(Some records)
Start
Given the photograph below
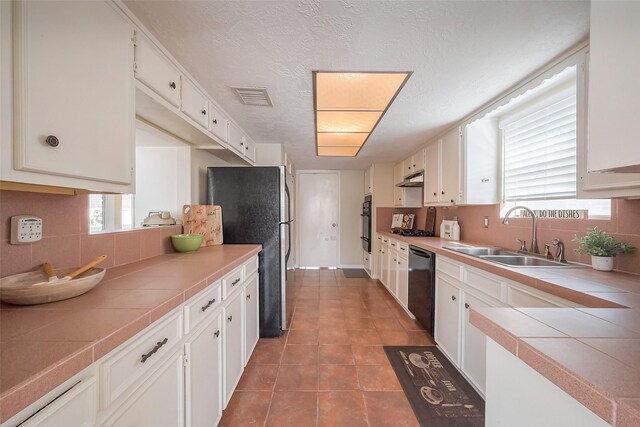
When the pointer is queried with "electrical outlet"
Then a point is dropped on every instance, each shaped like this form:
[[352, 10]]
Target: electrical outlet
[[25, 229]]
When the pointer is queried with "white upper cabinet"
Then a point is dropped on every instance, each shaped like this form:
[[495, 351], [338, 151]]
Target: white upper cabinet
[[74, 106], [194, 103], [614, 92], [217, 122], [155, 71]]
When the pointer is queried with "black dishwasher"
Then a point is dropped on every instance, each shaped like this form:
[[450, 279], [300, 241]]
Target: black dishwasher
[[422, 285]]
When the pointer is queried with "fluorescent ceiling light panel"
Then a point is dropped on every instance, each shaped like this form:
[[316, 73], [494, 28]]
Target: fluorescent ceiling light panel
[[341, 139], [338, 151], [349, 106]]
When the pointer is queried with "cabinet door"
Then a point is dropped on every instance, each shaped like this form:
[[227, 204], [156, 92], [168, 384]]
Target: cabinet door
[[614, 93], [158, 401], [236, 137], [450, 167], [474, 344], [393, 272], [447, 318], [74, 113], [203, 374], [251, 308], [233, 338], [194, 103], [155, 71], [403, 280], [432, 173], [217, 122]]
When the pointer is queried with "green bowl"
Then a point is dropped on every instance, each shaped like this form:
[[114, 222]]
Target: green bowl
[[186, 242]]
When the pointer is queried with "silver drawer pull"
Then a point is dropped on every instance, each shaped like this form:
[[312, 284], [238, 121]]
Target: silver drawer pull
[[207, 305], [159, 344]]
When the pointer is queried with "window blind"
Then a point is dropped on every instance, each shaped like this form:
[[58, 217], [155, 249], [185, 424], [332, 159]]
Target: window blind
[[540, 152]]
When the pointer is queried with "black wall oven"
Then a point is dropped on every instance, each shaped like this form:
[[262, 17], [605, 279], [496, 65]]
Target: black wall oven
[[366, 224]]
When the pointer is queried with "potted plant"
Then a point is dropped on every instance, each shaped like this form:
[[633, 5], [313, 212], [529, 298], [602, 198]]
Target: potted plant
[[602, 248]]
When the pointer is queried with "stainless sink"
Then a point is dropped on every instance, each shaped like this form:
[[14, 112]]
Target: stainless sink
[[468, 250], [527, 261]]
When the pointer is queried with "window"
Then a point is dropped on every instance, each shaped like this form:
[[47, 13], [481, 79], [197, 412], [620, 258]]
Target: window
[[538, 131]]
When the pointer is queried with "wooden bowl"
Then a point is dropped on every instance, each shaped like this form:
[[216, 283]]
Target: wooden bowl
[[18, 289]]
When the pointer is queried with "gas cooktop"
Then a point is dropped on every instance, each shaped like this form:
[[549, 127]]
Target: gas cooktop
[[413, 233]]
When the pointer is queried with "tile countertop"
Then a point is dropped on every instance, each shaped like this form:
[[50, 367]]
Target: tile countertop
[[591, 353], [43, 345]]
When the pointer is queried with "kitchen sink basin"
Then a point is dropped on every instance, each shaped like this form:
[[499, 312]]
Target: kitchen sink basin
[[527, 261], [468, 250]]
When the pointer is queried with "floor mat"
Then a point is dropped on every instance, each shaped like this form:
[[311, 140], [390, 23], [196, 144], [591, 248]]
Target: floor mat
[[438, 393], [355, 273]]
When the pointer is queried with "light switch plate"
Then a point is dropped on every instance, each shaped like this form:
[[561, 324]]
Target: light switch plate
[[25, 229]]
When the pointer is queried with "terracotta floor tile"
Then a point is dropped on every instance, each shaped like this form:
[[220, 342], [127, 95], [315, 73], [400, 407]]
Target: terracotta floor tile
[[387, 324], [394, 337], [303, 336], [389, 409], [378, 378], [333, 336], [297, 377], [300, 354], [369, 355], [341, 409], [335, 355], [258, 378], [365, 337], [293, 409], [338, 377], [246, 408], [267, 353]]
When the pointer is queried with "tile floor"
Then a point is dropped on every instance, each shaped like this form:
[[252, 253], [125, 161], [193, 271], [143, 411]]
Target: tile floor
[[329, 369]]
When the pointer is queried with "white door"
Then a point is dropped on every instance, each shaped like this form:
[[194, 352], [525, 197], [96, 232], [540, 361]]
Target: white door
[[203, 375], [318, 219]]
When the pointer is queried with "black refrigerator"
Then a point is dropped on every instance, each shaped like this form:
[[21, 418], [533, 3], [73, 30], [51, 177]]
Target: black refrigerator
[[256, 209]]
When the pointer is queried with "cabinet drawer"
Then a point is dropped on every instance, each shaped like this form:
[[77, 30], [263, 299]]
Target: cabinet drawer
[[155, 71], [125, 367], [194, 104], [217, 122], [77, 406], [483, 283], [448, 267], [232, 282], [251, 267], [201, 306]]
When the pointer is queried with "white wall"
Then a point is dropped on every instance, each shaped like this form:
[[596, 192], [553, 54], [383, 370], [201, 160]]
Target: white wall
[[351, 199]]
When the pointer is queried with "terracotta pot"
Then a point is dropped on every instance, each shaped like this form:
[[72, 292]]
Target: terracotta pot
[[602, 263]]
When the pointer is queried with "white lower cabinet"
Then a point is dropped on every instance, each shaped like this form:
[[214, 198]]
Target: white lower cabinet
[[203, 375], [77, 407], [158, 401], [252, 321], [233, 344], [474, 344], [447, 318]]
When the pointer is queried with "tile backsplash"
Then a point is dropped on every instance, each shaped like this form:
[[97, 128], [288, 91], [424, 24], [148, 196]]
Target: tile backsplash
[[66, 241], [623, 225]]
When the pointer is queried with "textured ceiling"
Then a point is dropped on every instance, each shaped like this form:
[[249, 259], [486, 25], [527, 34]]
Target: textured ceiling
[[462, 53]]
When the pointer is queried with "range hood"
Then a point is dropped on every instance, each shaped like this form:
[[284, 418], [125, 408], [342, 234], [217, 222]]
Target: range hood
[[415, 180]]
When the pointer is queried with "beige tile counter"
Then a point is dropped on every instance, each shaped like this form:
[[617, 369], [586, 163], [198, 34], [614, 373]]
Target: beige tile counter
[[590, 353], [41, 346]]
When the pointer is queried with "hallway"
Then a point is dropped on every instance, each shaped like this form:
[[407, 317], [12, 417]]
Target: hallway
[[329, 368]]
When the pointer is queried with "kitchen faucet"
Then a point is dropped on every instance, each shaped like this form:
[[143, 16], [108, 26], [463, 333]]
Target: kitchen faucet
[[534, 241]]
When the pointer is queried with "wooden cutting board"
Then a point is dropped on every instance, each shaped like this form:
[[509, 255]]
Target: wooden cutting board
[[205, 220]]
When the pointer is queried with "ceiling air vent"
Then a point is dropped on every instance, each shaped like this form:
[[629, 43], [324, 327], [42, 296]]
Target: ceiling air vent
[[253, 95]]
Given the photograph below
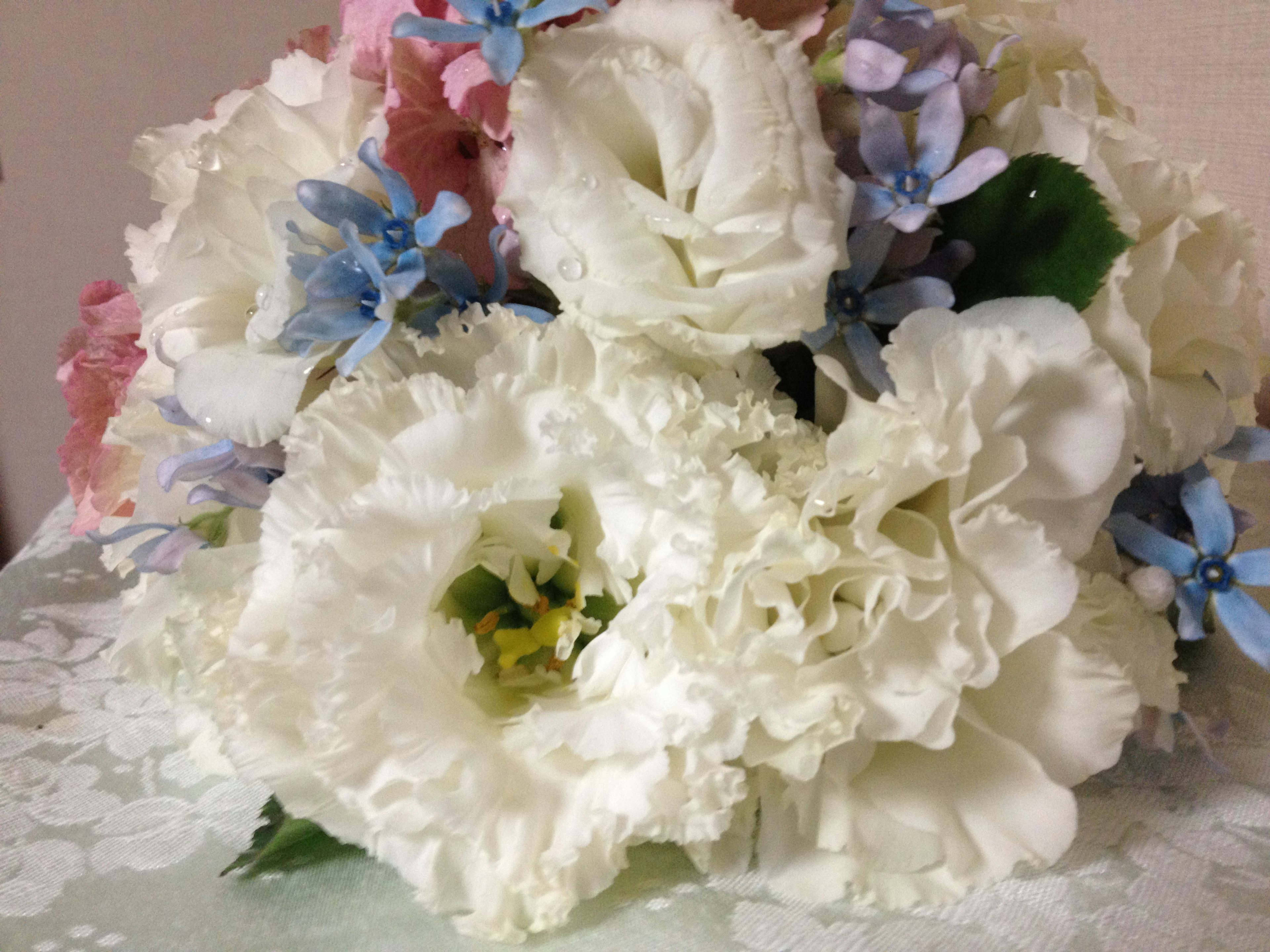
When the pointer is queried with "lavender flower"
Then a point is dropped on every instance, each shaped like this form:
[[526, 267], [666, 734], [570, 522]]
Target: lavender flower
End
Copy the listing above word for word, leaving out the pictures.

Given the photograph below
When the pointer is queried with "electrical outlet"
Then a point is dropped on every instance, each shaped like this form:
[[352, 10]]
Target: electrical outlet
[[25, 229]]
When the pointer is queried with "white upper cabinet"
Then a point is dropped on every instance, each shaped like this form:
[[495, 351], [338, 151]]
Target: white upper cabinet
[[74, 106], [194, 103], [614, 92], [217, 122], [155, 71]]
When the pointer is queried with "black dishwasher"
Then a point is dropped on every instance, each shaped like this form:
[[450, 279], [300, 241]]
Target: black dishwasher
[[422, 285]]
When the pointer is queried with "fluorescent ceiling light panel"
Then a point is dropped on every instance, each shaped like this form:
[[316, 73], [494, 28]]
Target: fluorescent ceiling light panel
[[341, 139], [338, 151], [349, 106]]
When the pointer is queried with "cabinet door"
Then a point is dropped on every instance, each shaped like this form:
[[227, 204], [156, 92], [168, 384]]
Target: cabinet door
[[614, 93], [158, 401], [236, 137], [450, 167], [474, 344], [393, 272], [447, 318], [74, 113], [203, 374], [251, 308], [233, 338], [194, 103], [155, 71], [403, 280], [432, 173], [217, 122]]
When the pointer is queried with "green bowl"
Then a point is dropped on every instance, each shaped like this form:
[[114, 222]]
Target: green bowl
[[186, 242]]
When the pointer is queried with "silver drawer pull"
Then a point is dropped on every instance, each shaped like this form:
[[312, 284], [238, 121]]
Target: silver drawer pull
[[207, 305], [159, 344]]
When the pointer is queried with "window blind"
Then a point is dropped on every instance, each shaped like this form:
[[58, 217], [155, 249], [185, 424], [332, 159]]
Target: window blind
[[540, 152]]
When the pointer is queried with "black wall oven"
Then a point is dropped on every instance, each shaped like this form:
[[262, 17], [605, 279], [496, 65]]
Target: black wall oven
[[366, 224]]
When the pointer is queried with "potted plant"
Then a point is dropped on every instance, each shaped like this form:
[[633, 5], [313, 212], [529, 298], [602, 198]]
Target: potted plant
[[602, 248]]
When the pointer is queried with "stainless sink"
Then a point is dropped on every instance, each shaped like this form:
[[14, 112]]
Target: stainless sink
[[468, 250], [527, 261]]
When the pointer is queried with "window"
Then a point is dropped on every instance, each shaped like this form:
[[47, 13], [481, 79], [197, 412], [620, 258]]
Target: window
[[538, 131]]
When the pointer is queried with "wooden bowl"
Then a point is dropped on every instance, each shaped like this form:
[[216, 283]]
Target: wooden bowl
[[18, 289]]
When the pointer is queried with "gas cooktop"
Then a point is dropped on every instance, each shaped like this form:
[[549, 127]]
Target: gas cooktop
[[413, 233]]
When the pointer is queried with "tile countertop"
Then a point is dropped on every instance, each shaped like this form:
[[50, 367]]
Target: tile countertop
[[591, 353], [43, 345]]
When the pointer is queried with "kitchen sink basin"
Then a point is dropped on every instance, each shaped like this form:
[[499, 312]]
Target: kitchen sink basin
[[527, 261], [468, 250]]
When the pointer is queried with "floor mat"
Then a point is dropped on every instance, each shaped like this form:
[[311, 140], [390, 23], [196, 144], [591, 248]]
Target: floor mat
[[438, 393], [355, 273]]
When the pointer is queried with "light switch plate"
Then a point is dropped on every instance, each shaped like this form:
[[561, 324]]
Target: light switch plate
[[25, 229]]
When the pointer is queried with "terracotta floor tile"
Then a point is dropped on every instance, each shaped like this form:
[[220, 342], [127, 95], [315, 73], [400, 407]]
Target: terracotta floor tile
[[387, 324], [394, 337], [303, 336], [389, 409], [378, 378], [333, 336], [297, 377], [300, 354], [369, 355], [341, 409], [335, 355], [258, 378], [365, 337], [293, 409], [338, 377], [246, 408], [267, 353]]
When the pointer is queried with "tile floor"
Then a point is dropped on every instance, each shaped like this form:
[[252, 253], [125, 161], [193, 271], [143, 411]]
Target: tile floor
[[329, 369]]
When the pointer is queried with "white door"
Then a point is dropped on every instance, each shaped like this form:
[[194, 352], [525, 197], [96, 232], [540, 361]]
Target: white door
[[203, 375], [318, 219]]
When the pointer is queried with "black refrigerator"
Then a point is dropped on every instance, each shaped like this form:
[[21, 418], [533, 3], [73, 30], [51, 177]]
Target: black refrigerator
[[256, 209]]
When the pointer is queried with "cabinet drawer"
Then a point is dropped on every instance, each shaped like this form:
[[77, 30], [263, 299]]
Target: cabinet drawer
[[155, 71], [125, 367], [194, 104], [217, 122], [77, 406], [483, 283], [448, 267], [232, 282], [251, 267], [201, 306]]
When the pointer is queried with "white wall"
Then a point is dropped on every instance, each shaped like this form:
[[596, 192], [553, 54], [383, 370], [201, 160]]
Target: white wall
[[351, 199]]
When the pointer is queried with "terracotta pot"
Then a point is dropped on every instance, each shaped like this form:
[[72, 292]]
Target: terracotta pot
[[602, 263]]
When the pointer is queried with "white lower cabinet"
Then a point is dropped on every instance, each shaped like this form:
[[214, 198]]
Target: white lower cabinet
[[203, 375], [77, 407], [158, 401], [252, 321], [233, 344], [474, 344], [447, 318]]
When the pointer is queried with "tile backsplash"
Then a point is dropped on every instance, each shaped like this form:
[[97, 128], [288, 91], [424, 24], [148, 196]]
Target: tile backsplash
[[66, 241], [623, 225]]
When the pointer is queried with "textured ceiling"
Then a point is dropped on every instance, each shaped like this form:
[[249, 259], [486, 25], [527, 34]]
Target: textured ceiling
[[462, 53]]
When the pointer is queried with "range hood"
Then a point is dropped on every instance, each shaped like this form:
[[284, 418], [125, 408], [342, 234], [217, 222]]
Target: range hood
[[415, 180]]
When the pointer is queried with "beige tile counter"
Then a point is dropped on every instance, each shaped like this form:
[[617, 369], [586, 163], [198, 34], [614, 373]]
Target: beige tile counter
[[590, 353], [41, 346]]
When the pointer is queried with "hallway"
Then a point is dropped on every instance, each shaped like this form:
[[407, 317], [12, 417]]
Target: hallway
[[329, 368]]
When the pointer is queried with "kitchen faucet"
Then a point is dropped on every instance, each shaped like this form:
[[143, 16], [108, 26], [463, 333]]
Target: kitchen faucet
[[534, 241]]
When the pointer is queried with "wooden cutting board"
Then a point is dropped on every instance, each shaped like this form:
[[509, 255]]
Target: wooden cutting board
[[205, 220]]
When the pointer is queried with "ceiling air vent"
Then a point is dropped on every instance, each shaped like this form:
[[629, 43], [324, 327], [42, 296]]
Target: ceiling air vent
[[253, 95]]
Given the photograph below
When the pointer is queried with "lavender flower"
Then a point is dropped on every instance, each shaped like this form:
[[526, 267], [666, 734], [570, 522]]
Target: lavender flower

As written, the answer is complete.